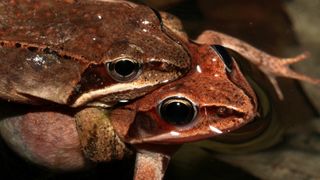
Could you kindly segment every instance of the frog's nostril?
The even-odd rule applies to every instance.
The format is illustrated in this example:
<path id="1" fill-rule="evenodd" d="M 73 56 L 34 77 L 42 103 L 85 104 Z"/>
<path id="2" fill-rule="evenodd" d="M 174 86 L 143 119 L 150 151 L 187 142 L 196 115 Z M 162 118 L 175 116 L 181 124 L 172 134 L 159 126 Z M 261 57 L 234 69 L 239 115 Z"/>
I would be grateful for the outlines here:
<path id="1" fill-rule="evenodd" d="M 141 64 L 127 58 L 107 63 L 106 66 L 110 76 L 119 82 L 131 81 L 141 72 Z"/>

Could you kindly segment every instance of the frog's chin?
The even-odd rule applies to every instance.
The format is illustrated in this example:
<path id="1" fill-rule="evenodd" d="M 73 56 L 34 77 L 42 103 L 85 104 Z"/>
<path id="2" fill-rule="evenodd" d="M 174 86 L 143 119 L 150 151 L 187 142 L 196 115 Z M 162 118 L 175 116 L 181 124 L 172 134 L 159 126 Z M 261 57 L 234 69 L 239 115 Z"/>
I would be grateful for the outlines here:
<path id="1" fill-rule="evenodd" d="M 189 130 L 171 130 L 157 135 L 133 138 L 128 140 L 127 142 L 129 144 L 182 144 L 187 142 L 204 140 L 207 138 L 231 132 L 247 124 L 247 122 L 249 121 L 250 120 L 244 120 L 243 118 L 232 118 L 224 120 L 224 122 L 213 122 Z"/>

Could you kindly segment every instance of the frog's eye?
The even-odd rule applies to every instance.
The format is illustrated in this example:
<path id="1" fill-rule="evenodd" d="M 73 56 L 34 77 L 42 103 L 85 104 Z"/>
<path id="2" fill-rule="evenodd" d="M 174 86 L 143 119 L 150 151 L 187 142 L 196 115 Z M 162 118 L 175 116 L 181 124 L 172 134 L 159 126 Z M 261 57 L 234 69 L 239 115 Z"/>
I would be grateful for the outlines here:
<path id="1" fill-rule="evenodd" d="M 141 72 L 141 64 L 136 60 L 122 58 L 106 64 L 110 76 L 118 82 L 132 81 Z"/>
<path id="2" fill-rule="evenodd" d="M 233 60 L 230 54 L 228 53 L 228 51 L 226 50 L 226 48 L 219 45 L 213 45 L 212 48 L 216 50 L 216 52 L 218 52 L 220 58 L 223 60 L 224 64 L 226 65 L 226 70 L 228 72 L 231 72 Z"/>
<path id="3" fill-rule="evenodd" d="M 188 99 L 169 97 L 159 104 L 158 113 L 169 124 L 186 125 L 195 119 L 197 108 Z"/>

-------

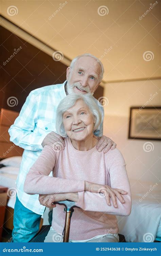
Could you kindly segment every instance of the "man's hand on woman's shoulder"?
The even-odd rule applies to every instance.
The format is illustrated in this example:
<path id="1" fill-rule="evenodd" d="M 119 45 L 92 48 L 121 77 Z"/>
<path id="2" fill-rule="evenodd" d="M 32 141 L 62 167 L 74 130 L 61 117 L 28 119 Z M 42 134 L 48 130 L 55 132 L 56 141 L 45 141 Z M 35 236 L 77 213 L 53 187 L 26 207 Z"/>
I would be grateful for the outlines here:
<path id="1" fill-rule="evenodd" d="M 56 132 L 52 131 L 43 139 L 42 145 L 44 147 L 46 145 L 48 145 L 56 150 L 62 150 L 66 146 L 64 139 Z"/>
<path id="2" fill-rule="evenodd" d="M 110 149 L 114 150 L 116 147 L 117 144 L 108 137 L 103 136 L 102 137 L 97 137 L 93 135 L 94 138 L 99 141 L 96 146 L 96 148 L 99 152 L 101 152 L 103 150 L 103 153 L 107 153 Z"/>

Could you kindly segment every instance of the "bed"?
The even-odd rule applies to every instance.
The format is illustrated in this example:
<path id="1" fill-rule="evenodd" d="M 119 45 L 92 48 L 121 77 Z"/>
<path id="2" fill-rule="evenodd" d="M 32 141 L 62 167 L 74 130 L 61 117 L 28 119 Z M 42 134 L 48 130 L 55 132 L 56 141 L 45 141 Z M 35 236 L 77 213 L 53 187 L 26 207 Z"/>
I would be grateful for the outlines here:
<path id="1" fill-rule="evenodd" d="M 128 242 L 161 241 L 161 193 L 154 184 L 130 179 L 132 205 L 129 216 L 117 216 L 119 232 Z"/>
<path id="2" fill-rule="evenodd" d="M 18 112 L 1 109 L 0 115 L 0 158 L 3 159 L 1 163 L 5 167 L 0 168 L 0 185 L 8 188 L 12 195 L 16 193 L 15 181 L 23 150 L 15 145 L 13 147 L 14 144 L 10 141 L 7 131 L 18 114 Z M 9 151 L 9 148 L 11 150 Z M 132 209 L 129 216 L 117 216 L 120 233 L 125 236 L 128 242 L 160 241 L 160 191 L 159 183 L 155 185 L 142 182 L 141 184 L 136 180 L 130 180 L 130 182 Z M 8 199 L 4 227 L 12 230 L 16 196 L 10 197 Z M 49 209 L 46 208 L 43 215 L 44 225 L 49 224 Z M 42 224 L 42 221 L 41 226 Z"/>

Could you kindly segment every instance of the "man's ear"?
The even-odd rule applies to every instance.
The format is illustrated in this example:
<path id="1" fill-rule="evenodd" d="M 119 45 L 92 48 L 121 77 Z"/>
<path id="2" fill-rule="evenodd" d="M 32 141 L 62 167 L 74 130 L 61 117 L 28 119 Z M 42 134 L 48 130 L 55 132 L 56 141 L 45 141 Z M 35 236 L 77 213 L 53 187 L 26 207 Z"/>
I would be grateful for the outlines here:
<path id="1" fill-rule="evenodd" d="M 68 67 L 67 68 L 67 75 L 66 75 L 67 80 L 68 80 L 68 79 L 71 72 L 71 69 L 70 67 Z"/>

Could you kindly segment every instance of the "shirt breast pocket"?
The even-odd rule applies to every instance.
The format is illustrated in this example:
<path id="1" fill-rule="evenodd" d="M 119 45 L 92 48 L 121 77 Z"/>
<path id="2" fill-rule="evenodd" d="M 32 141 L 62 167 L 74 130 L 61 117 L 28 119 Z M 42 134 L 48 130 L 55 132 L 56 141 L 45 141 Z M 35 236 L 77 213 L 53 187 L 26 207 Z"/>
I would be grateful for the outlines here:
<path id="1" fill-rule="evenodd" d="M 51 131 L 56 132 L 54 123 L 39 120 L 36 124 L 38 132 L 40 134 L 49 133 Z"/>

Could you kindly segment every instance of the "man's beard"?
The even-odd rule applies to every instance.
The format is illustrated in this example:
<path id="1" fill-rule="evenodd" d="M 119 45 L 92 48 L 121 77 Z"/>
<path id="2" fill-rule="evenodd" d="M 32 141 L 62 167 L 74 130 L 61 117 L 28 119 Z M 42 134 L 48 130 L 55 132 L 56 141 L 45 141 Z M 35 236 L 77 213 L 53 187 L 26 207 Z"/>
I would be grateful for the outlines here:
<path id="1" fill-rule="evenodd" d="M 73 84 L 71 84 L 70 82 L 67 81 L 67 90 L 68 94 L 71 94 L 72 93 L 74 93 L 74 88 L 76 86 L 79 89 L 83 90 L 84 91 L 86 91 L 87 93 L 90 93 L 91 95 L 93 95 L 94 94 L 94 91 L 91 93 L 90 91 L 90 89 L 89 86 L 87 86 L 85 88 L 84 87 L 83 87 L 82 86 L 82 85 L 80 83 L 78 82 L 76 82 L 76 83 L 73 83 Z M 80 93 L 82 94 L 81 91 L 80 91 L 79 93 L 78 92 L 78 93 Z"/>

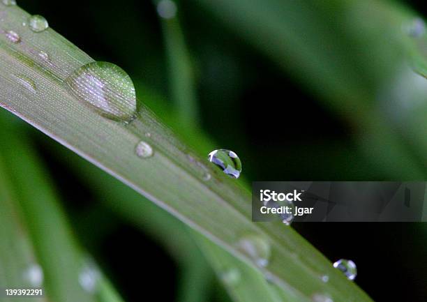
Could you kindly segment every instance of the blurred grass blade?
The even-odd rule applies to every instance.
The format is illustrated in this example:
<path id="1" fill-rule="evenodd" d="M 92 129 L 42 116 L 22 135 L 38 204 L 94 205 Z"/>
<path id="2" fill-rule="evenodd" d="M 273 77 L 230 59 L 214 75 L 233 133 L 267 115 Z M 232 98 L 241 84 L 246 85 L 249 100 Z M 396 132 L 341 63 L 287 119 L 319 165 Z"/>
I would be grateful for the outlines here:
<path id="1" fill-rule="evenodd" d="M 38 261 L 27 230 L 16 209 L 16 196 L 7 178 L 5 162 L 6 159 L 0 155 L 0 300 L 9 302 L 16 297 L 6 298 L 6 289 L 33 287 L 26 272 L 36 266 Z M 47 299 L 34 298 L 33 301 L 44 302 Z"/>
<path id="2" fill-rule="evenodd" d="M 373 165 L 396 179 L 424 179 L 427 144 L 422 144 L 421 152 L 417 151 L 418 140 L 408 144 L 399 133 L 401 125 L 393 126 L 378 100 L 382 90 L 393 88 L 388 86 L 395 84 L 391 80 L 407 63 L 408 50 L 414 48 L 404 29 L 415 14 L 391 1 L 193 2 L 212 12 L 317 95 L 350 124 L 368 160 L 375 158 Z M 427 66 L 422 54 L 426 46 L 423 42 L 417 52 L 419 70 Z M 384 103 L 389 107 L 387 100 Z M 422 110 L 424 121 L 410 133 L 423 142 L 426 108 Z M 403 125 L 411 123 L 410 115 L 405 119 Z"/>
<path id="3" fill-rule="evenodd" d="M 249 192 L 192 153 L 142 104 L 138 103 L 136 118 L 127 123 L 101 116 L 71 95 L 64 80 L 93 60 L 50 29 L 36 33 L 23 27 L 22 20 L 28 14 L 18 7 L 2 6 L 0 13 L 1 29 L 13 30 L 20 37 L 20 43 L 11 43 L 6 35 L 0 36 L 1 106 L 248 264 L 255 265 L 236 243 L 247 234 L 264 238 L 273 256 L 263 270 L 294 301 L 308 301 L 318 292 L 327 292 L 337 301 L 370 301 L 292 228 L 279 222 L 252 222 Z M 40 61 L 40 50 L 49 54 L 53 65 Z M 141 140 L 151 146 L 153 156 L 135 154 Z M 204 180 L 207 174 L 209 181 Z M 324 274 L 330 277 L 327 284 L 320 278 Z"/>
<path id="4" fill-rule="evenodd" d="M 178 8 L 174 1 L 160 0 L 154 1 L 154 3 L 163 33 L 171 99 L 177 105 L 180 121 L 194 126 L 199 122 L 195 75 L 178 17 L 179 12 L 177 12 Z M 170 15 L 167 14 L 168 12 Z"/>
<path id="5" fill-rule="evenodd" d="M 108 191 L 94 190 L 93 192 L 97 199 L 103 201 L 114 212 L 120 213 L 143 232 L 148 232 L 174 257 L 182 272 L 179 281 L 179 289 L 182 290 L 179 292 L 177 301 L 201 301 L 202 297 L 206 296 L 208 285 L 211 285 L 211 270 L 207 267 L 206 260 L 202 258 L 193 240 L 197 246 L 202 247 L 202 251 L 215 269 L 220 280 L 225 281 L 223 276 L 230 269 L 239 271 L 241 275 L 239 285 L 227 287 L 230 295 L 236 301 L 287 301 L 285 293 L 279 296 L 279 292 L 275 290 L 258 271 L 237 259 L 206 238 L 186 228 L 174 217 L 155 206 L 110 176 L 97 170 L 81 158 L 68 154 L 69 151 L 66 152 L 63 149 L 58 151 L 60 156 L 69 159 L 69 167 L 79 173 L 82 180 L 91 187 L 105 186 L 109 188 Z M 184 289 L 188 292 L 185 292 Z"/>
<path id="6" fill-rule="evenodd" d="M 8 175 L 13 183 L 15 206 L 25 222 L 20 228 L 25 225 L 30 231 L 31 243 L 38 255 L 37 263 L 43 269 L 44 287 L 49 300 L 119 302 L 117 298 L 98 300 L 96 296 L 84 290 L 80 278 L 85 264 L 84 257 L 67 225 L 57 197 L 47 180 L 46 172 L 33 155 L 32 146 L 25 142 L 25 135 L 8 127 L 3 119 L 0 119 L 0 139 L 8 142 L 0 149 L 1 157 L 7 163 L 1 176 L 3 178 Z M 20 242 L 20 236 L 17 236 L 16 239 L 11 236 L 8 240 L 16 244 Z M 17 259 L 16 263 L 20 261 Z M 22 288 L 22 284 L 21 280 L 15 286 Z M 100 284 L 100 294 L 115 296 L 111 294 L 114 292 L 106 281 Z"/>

-------

TAREFA SOLICITADA:
Extraia dos dados acima as linhas situadas entre a que contém "Could you kindly segment every instance of the frog's chin?" e a que contém "189 130 L 171", inclusive, reproduzindo-as sem qualquer alteração.

RESPOSTA À TAREFA:
Could you kindly segment every instance of the frog's chin?
The even-odd rule applies to every instance.
The format is illustrated in this example:
<path id="1" fill-rule="evenodd" d="M 73 56 L 34 77 L 42 103 L 85 104 Z"/>
<path id="2" fill-rule="evenodd" d="M 174 86 L 143 119 L 150 151 L 187 142 L 196 115 Z M 162 118 L 175 116 L 181 124 L 172 134 L 159 126 Z M 261 57 L 234 69 L 239 115 Z"/>
I would be grateful for the outlines here:
<path id="1" fill-rule="evenodd" d="M 189 130 L 171 130 L 157 135 L 133 138 L 128 140 L 127 142 L 129 144 L 182 144 L 187 142 L 204 140 L 207 138 L 231 132 L 247 124 L 247 122 L 249 121 L 250 120 L 244 120 L 243 118 L 232 118 L 224 120 L 224 122 L 213 122 Z"/>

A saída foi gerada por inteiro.